[Ejercicios]
A - Según el texto de lectura, ¿qué mesa les tocó en la cena?
B - Decide si cada afirmación concuerda con el texto de lectura. Contesta sí o no y cita las palabras del texto que lo demuestran: (i) En la cena había personas sin pareja. (ii) La hermana de Marcos y su marido volarán desde Canadá para pasar las navidades. (iii) Vicente es hermano de Marcos.
C - Resume el texto de lectura en dos oraciones.

[Texto de lectura]
┌────────
Llegamos al hotel y subimos al piso 25, el último. Ahí quedó claro que el padre de Marcos (lo llamo así porque también se llama Marcos, y a su madre la llamo la madre de Marcos porque se llama Rosalba, que es como se llama su hermana también, qué falta de imaginación) pretendía ni más ni menos que lo que ya suponíamos, o sea, presentar a su hijo díscolo en sociedad. Me parece que en el fondo su padre tiene esperanzas de convertirlo en ministro o algo así. Dicho así suena terrible y el caso es que en el momento me sentí algo utilizada porque obviamente no podía presentarlo en sociedad sin una bonita novia a su lado (y si era blanquita como yo, mejor). Y es que en la cena de cómo 150 personas no había nadie sin pareja (Bimbo promueve los valores familiares, lo cual en su discurso se traduce con el sonado “distinguidas esposas”). Con algo de rencor decidí tragarme mis amargos prejuicios durante un rato (o al menos hasta que se viese adónde iba a parar todo aquello), puse cara de novia bonita y saludé a todo el mundo (¿qué tal? Encantada) con una graciosa inclinación y una ligerísima ondulación de mi pelo recién alisado. Ningún problema: era la más blanca, la más joven y por esas dos cosas también la más guapa. Parecía que mis peores temores iban a confirmarse cuando vi la sala en cuestión, una sala enorme, enmoquetada y rodeada de cristales que permitían una impresionante vista de toda la ciudad en todas direcciones. A la entrada había un reno de hielo del tamaño de un pastor alemán. Teníamos la mesa 2, al lado de la orquesta, sitio de honor. Se sirvieron platos de extraños nombres y cuando M. me preguntó que en qué orden se usaban los cubiertos le iluminé con mi sabiduría adquirida de la película Titanic (de afuera hacia dentro). También sirvieron las lecciones de cómo dejar los cubiertos en el plato para indicar que has acabado y si te ha gustado. La cena de líderes sindicales se presentaba como un derroche de dinero y lujo y a mi se me revolvían mis pobres entrañas ya revueltas de por si a causa del uso del corsé (ese utilísimo invento que a la par desoxigena el cerebro –permitiendo que la dama en cuestión no se pase de lista ni muestre un excesivo ingenio o descaro- y la aguanta en posición de bailarina sin aparente esfuerzo). Fue, ni más ni menos, que un acto de amor.

Pero quizá os estéis haciendo una idea equivocada. Los padres de Marcos son magníficas personas. Quizá dónde más se vea sea en su casa. Es una casa que, se ve a leguas, está construida con mucho amor y trabajo. Como si hubiesen ahorrado toda la vida y ahora que por fin les va todo viento en popa quisieran compartirlo con los demás. A parte del hecho de que alojan gratis no solo a la novia del hijo (y próximamente, a su hija también, y a su marido, que volarán desde Canadá para pasar aquí las navidades) sino también a la hermana de la madre de M. y a sus dos hijos César y Maite, regularmente invitan a la familia para que coman con ellos y además da la impresión de que han medio adoptado a un amigo de Marcos (Vicente), que se pasa a comer con ellos cuando quiere. Siempre atentos y discretos, buscando ofrecerme nuevas comidas para que pruebe esto, pruebe aquello, escuche esto, mire aquello otro. Nuevos ricos, de los que cuelgan los títulos universitarios de sus hijos en la biblioteca, seguro, pero buenas personas.
└────────
Entradas de datos guardadas:
┌────────
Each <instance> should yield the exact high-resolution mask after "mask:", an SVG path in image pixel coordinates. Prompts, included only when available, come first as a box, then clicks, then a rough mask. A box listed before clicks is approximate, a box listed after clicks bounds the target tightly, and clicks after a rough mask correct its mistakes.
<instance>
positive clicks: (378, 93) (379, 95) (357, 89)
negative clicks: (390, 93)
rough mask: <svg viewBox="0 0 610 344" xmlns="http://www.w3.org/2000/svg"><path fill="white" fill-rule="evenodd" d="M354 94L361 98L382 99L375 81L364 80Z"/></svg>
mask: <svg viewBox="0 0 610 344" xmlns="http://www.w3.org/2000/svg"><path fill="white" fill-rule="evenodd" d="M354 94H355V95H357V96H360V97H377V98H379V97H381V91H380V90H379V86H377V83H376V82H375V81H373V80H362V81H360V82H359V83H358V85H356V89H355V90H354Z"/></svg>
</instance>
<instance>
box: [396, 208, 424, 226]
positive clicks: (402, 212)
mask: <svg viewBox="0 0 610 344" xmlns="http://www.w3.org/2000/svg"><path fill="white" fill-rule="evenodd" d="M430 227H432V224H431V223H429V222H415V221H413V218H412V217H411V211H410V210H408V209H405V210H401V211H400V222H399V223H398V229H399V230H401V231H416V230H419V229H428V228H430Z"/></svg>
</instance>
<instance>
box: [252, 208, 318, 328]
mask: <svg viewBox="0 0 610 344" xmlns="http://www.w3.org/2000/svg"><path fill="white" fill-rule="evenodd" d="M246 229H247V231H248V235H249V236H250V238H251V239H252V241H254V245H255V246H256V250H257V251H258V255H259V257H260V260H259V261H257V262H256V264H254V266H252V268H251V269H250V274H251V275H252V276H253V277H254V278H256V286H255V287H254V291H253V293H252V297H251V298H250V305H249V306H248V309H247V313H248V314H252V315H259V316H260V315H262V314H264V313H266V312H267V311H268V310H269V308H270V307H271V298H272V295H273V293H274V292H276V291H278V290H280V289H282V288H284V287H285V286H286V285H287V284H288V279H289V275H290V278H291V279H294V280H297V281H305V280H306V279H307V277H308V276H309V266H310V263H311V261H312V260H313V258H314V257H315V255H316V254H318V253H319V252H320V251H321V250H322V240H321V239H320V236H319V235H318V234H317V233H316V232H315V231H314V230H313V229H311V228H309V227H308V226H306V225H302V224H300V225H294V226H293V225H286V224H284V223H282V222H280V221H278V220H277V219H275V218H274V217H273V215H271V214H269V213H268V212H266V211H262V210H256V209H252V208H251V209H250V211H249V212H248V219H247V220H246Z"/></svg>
└────────
[Respuestas]
A - La mesa 2, al lado de la orquesta.

B - (i) No: "no había nadie sin pareja". (ii) Sí: "volarán desde Canadá para pasar aquí las navidades". (iii) No: "un amigo de Marcos (Vicente)".

C - La narradora acompaña a Marcos a una lujosa cena en el piso 25 de un hotel, donde el padre de él pretende presentar a su hijo en sociedad, y ella se siente algo utilizada en el papel de novia bonita. Aun así, afirma que los padres de Marcos son magníficas personas, pues alojan gratis a ella y a varios familiares, invitan con regularidad a la familia a comer y han medio adoptado a un amigo de Marcos.